Aim: Gather every line of the records below that contains the word "crouching", treating uppercase and lowercase letters as different.

Position annotation records
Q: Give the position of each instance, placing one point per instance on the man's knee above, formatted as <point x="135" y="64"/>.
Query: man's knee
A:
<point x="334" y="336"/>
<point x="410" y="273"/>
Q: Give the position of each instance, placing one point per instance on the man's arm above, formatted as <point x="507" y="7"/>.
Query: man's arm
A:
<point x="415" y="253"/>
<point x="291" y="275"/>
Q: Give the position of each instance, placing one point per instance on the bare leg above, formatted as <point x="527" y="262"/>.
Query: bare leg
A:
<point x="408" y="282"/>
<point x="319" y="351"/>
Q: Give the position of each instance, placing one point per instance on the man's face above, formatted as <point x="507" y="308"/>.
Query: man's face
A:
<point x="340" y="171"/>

==

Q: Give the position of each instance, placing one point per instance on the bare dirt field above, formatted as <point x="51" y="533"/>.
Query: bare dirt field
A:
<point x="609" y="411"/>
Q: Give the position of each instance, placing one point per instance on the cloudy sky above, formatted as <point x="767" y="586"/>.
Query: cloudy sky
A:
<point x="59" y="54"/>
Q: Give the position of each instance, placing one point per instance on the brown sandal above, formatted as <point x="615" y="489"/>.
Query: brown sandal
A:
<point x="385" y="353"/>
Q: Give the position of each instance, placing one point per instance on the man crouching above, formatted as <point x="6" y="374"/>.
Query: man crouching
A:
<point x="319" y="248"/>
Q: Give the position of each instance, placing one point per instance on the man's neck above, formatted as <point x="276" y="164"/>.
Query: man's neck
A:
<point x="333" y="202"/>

Exercise response:
Q: Give the position of each instance, placing one point per instance on the man crouching above, formatted as <point x="6" y="374"/>.
Query: man crouching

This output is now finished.